▶ [TASK TO COMPLETE]
Please return every line in the entries below with the word "arch" in it.

▶ [TASK INPUT]
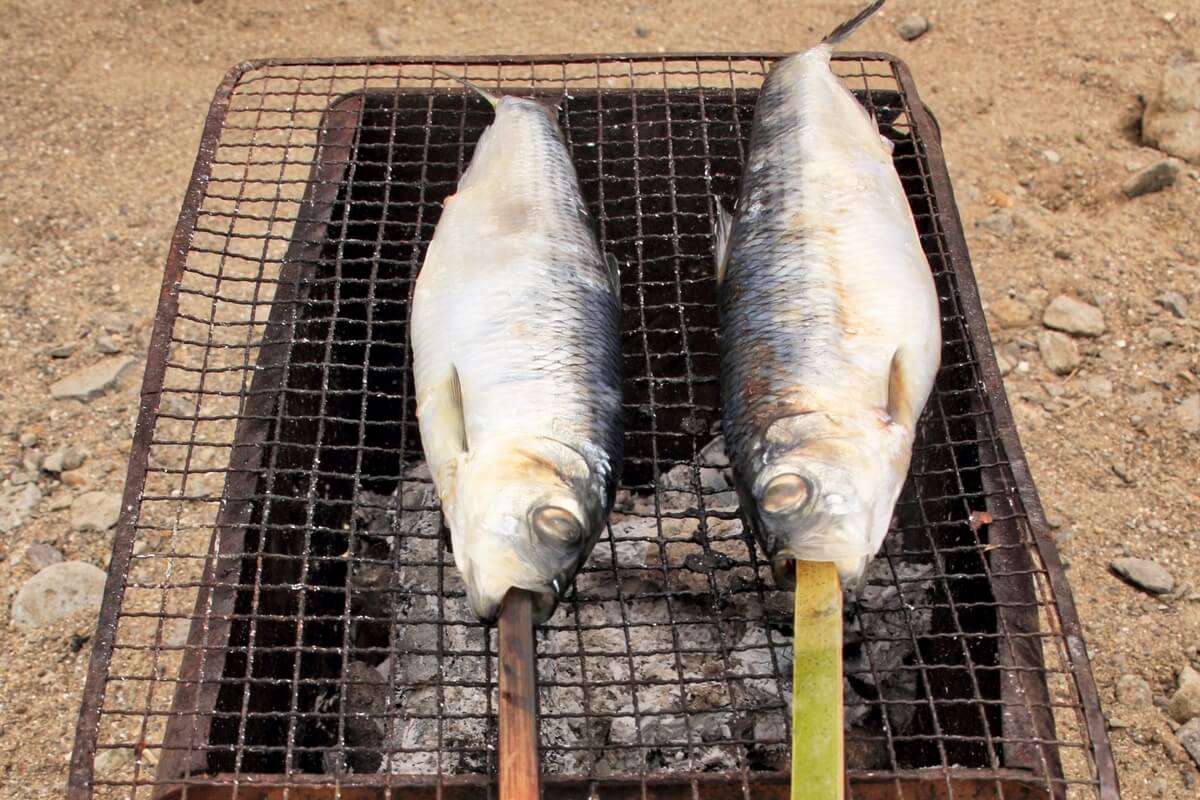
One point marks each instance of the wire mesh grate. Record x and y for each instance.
(283, 612)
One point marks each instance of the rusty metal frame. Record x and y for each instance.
(965, 786)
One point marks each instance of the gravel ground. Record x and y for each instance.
(1039, 107)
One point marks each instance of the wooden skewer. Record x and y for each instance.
(519, 697)
(817, 746)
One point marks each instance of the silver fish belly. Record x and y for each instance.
(516, 356)
(831, 331)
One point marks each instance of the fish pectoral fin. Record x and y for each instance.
(900, 405)
(723, 239)
(613, 272)
(443, 421)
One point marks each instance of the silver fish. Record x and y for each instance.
(831, 332)
(516, 355)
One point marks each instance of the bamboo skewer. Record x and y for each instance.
(817, 746)
(519, 775)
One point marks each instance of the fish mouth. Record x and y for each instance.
(487, 605)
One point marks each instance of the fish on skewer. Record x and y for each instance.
(516, 358)
(831, 334)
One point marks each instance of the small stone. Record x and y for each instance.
(713, 453)
(1074, 317)
(1187, 414)
(41, 555)
(1161, 337)
(1099, 388)
(115, 323)
(63, 459)
(999, 222)
(1171, 121)
(1134, 692)
(1011, 313)
(95, 511)
(1174, 302)
(1059, 352)
(57, 591)
(17, 503)
(388, 37)
(1189, 737)
(91, 382)
(1155, 178)
(1146, 575)
(1185, 703)
(1003, 364)
(912, 26)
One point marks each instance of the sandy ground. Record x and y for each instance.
(1038, 106)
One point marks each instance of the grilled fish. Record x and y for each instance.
(516, 356)
(829, 322)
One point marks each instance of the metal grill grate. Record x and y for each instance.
(282, 613)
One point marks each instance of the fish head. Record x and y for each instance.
(823, 493)
(523, 516)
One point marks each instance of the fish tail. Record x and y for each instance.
(483, 92)
(844, 30)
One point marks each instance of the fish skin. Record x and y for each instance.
(831, 332)
(516, 358)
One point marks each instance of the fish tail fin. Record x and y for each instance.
(479, 90)
(843, 31)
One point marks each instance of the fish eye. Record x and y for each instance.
(784, 493)
(556, 524)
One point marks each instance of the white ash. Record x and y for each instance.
(684, 647)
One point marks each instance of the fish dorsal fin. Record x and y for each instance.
(455, 403)
(479, 90)
(843, 31)
(613, 272)
(721, 240)
(899, 396)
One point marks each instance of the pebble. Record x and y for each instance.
(999, 222)
(1156, 178)
(388, 37)
(1161, 336)
(1171, 121)
(64, 459)
(41, 555)
(1134, 692)
(1185, 703)
(17, 503)
(1189, 737)
(1059, 352)
(95, 511)
(115, 323)
(1099, 388)
(57, 591)
(1188, 414)
(912, 26)
(90, 382)
(1011, 313)
(1146, 575)
(1074, 317)
(1174, 302)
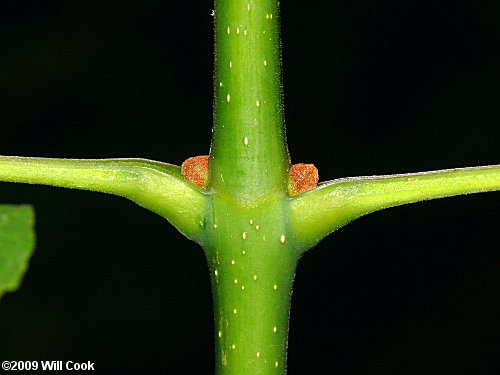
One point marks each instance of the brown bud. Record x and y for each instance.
(303, 177)
(195, 170)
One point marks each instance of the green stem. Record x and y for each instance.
(252, 262)
(249, 158)
(156, 186)
(333, 204)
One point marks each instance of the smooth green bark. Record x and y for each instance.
(333, 204)
(249, 158)
(251, 230)
(159, 187)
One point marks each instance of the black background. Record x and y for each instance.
(371, 87)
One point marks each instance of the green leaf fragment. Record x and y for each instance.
(17, 242)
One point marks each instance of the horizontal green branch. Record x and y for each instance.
(333, 204)
(156, 186)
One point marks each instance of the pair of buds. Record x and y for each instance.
(303, 177)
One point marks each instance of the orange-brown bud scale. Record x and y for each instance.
(195, 170)
(303, 177)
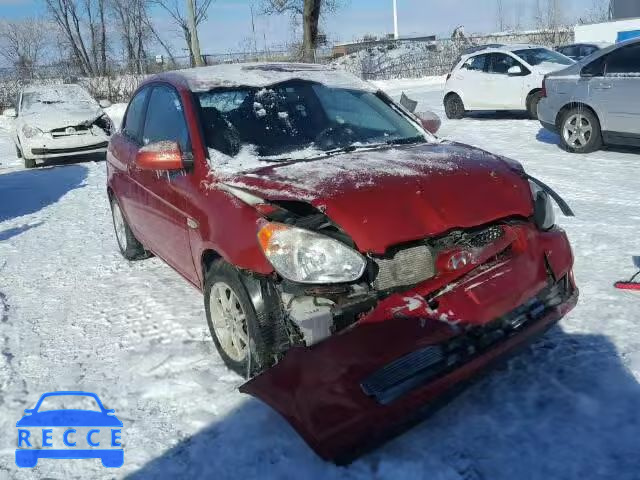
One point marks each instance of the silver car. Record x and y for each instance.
(596, 101)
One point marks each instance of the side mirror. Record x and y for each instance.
(164, 155)
(515, 70)
(430, 121)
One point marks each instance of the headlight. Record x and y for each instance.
(30, 131)
(308, 257)
(543, 213)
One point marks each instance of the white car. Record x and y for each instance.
(505, 77)
(54, 121)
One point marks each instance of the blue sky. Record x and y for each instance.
(229, 25)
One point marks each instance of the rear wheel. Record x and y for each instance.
(129, 245)
(532, 104)
(233, 321)
(580, 131)
(453, 107)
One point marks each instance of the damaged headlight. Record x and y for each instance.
(543, 213)
(308, 257)
(30, 131)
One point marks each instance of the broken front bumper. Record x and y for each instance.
(414, 349)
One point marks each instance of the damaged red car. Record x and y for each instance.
(355, 268)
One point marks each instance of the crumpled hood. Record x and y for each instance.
(394, 195)
(52, 118)
(546, 68)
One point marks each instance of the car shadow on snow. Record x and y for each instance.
(74, 159)
(26, 191)
(565, 408)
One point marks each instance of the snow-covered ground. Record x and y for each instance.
(75, 315)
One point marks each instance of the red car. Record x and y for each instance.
(355, 268)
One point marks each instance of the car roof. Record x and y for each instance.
(261, 74)
(586, 44)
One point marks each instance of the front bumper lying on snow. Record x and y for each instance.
(414, 349)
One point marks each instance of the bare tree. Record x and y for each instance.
(22, 43)
(307, 12)
(175, 9)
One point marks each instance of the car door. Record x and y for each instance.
(506, 90)
(162, 194)
(618, 90)
(472, 82)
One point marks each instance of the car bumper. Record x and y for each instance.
(370, 382)
(547, 114)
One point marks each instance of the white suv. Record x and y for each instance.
(507, 77)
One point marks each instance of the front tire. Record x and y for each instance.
(129, 245)
(532, 104)
(233, 321)
(454, 107)
(580, 131)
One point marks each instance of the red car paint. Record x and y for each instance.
(318, 388)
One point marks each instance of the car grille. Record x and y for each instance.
(407, 267)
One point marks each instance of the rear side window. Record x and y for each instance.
(476, 64)
(624, 62)
(132, 123)
(165, 119)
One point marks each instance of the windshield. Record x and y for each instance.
(65, 96)
(537, 56)
(300, 119)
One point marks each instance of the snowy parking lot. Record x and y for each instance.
(74, 315)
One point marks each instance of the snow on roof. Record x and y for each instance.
(264, 74)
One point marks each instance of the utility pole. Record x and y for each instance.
(195, 43)
(396, 34)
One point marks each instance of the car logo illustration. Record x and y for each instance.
(33, 426)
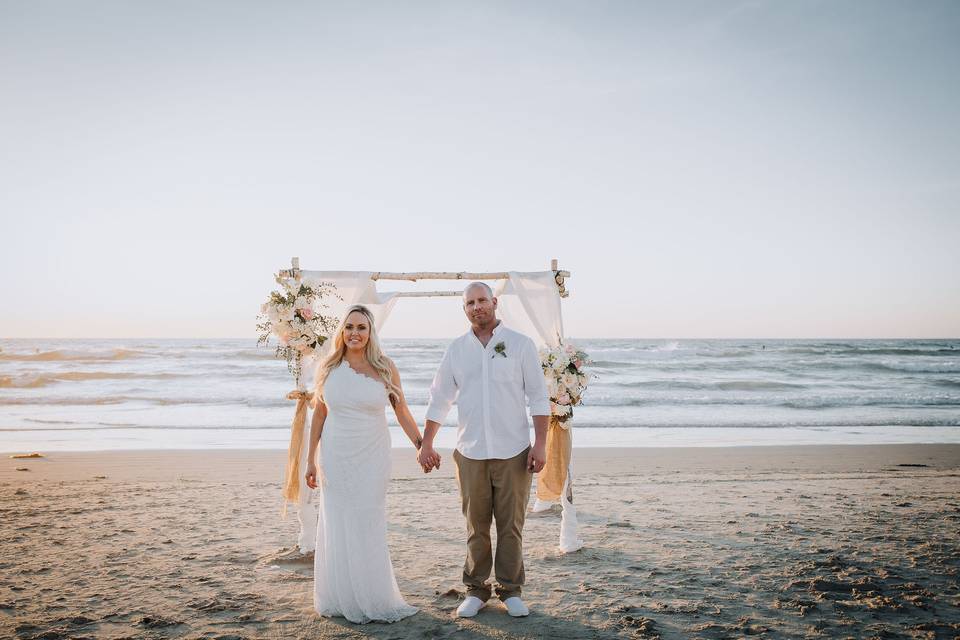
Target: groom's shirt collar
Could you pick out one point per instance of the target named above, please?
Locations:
(492, 389)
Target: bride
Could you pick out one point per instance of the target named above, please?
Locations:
(353, 575)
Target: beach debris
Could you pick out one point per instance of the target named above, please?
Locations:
(153, 622)
(642, 627)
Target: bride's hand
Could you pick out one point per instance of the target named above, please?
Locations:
(311, 476)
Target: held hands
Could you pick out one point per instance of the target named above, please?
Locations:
(311, 475)
(537, 457)
(428, 458)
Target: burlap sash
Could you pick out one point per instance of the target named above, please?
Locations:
(291, 485)
(550, 480)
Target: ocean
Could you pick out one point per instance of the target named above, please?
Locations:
(83, 395)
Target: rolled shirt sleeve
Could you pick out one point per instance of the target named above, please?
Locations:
(534, 383)
(443, 390)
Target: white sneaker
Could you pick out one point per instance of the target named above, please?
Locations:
(516, 608)
(470, 607)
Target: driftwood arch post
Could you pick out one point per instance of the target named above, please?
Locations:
(559, 448)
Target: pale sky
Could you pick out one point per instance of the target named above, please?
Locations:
(704, 169)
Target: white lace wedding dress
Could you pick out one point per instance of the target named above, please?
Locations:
(353, 575)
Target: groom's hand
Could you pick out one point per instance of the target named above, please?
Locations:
(428, 458)
(537, 458)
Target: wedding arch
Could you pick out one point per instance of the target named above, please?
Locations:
(529, 302)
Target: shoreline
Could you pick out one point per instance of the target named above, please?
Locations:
(171, 464)
(612, 438)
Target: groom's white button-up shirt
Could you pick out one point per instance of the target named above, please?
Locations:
(489, 384)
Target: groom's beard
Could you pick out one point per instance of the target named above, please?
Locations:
(483, 320)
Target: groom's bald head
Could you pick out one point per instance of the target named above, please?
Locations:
(473, 286)
(480, 305)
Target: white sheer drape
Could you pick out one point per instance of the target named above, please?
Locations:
(529, 302)
(352, 287)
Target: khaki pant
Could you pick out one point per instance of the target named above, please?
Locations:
(494, 489)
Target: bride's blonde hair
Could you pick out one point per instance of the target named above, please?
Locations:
(373, 353)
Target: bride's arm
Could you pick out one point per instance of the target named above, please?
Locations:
(404, 417)
(316, 428)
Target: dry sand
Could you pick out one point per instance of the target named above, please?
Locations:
(832, 541)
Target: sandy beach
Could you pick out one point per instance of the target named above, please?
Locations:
(810, 541)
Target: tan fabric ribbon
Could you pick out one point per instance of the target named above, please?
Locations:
(559, 448)
(291, 485)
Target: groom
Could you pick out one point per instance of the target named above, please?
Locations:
(492, 373)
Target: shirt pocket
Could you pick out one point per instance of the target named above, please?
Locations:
(505, 369)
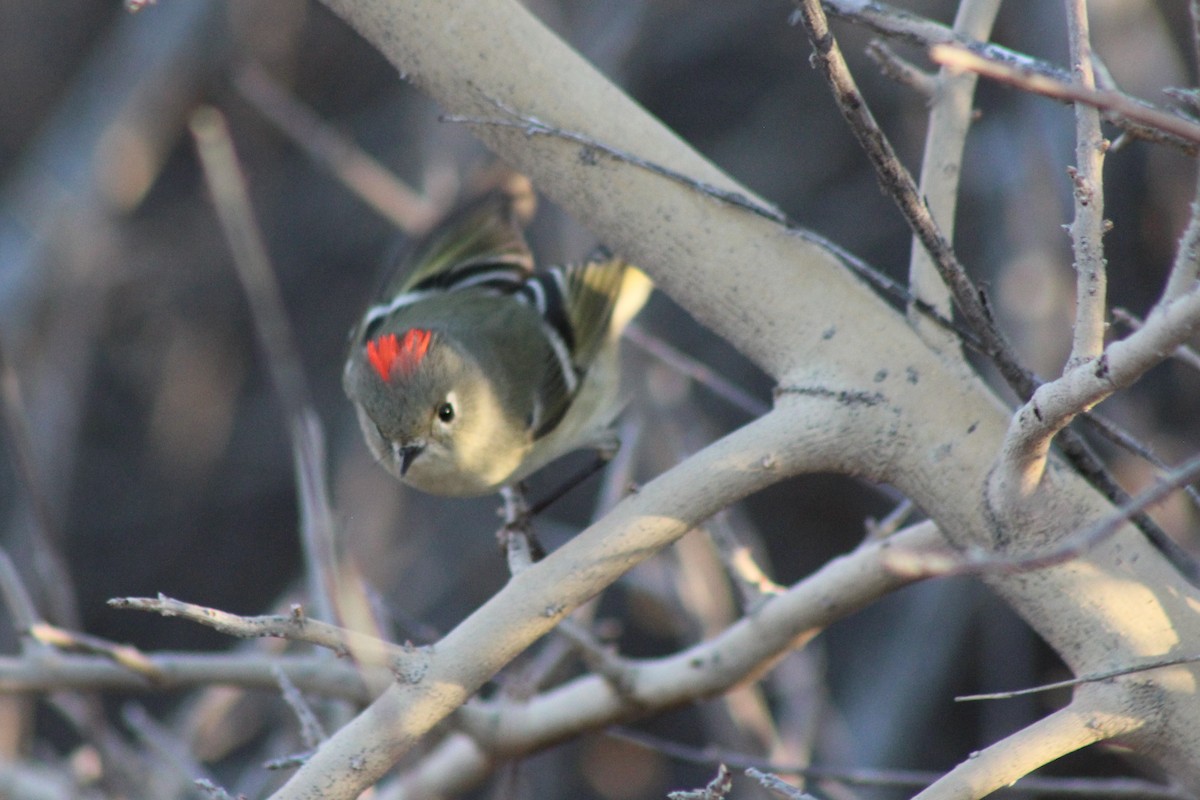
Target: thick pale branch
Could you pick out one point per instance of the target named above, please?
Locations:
(540, 596)
(47, 671)
(1087, 229)
(1063, 732)
(509, 729)
(905, 26)
(898, 411)
(1056, 403)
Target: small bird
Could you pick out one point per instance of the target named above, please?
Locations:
(473, 371)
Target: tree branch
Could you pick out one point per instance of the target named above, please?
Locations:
(1087, 229)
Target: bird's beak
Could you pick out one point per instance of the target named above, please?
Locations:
(407, 455)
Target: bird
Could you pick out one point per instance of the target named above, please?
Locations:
(474, 370)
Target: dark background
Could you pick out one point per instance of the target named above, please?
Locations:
(163, 461)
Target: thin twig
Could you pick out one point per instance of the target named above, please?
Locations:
(900, 186)
(46, 540)
(778, 786)
(601, 659)
(165, 744)
(864, 776)
(717, 789)
(294, 627)
(252, 262)
(959, 58)
(1091, 678)
(942, 563)
(901, 71)
(533, 126)
(892, 522)
(125, 655)
(312, 732)
(903, 25)
(696, 370)
(1185, 353)
(1023, 382)
(941, 167)
(358, 170)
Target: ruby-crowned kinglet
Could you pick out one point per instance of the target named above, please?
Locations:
(473, 371)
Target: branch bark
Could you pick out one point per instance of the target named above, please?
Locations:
(859, 394)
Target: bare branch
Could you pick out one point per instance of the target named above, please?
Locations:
(1036, 745)
(252, 262)
(958, 58)
(901, 25)
(1087, 229)
(646, 686)
(900, 186)
(1055, 404)
(294, 627)
(717, 789)
(941, 166)
(901, 71)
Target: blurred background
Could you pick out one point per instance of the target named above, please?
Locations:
(161, 459)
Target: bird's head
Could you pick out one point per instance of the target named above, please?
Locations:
(430, 414)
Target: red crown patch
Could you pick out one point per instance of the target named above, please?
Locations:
(403, 354)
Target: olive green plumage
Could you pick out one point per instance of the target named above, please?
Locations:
(473, 371)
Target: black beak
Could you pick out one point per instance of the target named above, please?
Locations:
(407, 455)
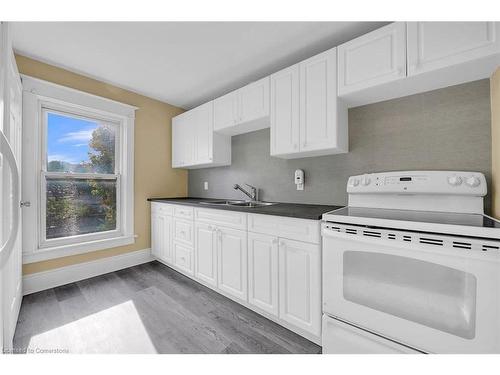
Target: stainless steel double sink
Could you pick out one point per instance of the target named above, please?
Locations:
(237, 203)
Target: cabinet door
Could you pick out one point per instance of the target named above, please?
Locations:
(372, 59)
(203, 134)
(232, 258)
(225, 111)
(300, 285)
(254, 101)
(436, 45)
(263, 272)
(183, 139)
(285, 111)
(205, 254)
(318, 102)
(161, 237)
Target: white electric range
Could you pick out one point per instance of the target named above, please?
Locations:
(412, 265)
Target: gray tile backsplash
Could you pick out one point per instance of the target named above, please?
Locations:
(446, 129)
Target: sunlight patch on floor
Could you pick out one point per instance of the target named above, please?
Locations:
(118, 329)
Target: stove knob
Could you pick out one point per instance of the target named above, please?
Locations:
(365, 181)
(473, 181)
(353, 182)
(455, 180)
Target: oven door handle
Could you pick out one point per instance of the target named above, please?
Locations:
(395, 246)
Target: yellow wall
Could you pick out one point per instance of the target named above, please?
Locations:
(495, 137)
(154, 176)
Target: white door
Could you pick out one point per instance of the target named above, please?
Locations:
(372, 59)
(161, 238)
(232, 258)
(226, 111)
(10, 157)
(434, 297)
(318, 102)
(263, 272)
(300, 285)
(203, 118)
(285, 131)
(205, 268)
(254, 101)
(436, 45)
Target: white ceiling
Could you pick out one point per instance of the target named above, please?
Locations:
(181, 63)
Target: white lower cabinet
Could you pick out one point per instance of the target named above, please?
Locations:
(205, 253)
(300, 285)
(255, 260)
(263, 272)
(161, 236)
(232, 259)
(183, 258)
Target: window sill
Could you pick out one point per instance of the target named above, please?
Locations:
(75, 249)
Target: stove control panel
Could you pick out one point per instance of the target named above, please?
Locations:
(419, 182)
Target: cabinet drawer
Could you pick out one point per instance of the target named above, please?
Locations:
(183, 231)
(286, 227)
(183, 212)
(230, 219)
(162, 208)
(183, 258)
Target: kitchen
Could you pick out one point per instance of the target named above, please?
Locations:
(338, 198)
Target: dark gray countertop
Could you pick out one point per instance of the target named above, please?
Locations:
(301, 211)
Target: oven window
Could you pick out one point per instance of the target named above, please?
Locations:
(426, 293)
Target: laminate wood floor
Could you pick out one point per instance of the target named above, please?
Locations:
(148, 308)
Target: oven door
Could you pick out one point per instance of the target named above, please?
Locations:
(433, 298)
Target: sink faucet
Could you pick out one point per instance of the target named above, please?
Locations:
(253, 194)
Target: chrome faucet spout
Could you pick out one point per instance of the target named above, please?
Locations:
(253, 194)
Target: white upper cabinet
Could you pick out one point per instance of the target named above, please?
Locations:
(194, 143)
(243, 110)
(307, 118)
(183, 140)
(372, 59)
(437, 45)
(226, 111)
(254, 101)
(285, 111)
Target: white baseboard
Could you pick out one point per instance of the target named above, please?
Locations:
(37, 282)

▶ [REPLY TO THE TASK]
Target: driftwood arch post
Target: wedding arch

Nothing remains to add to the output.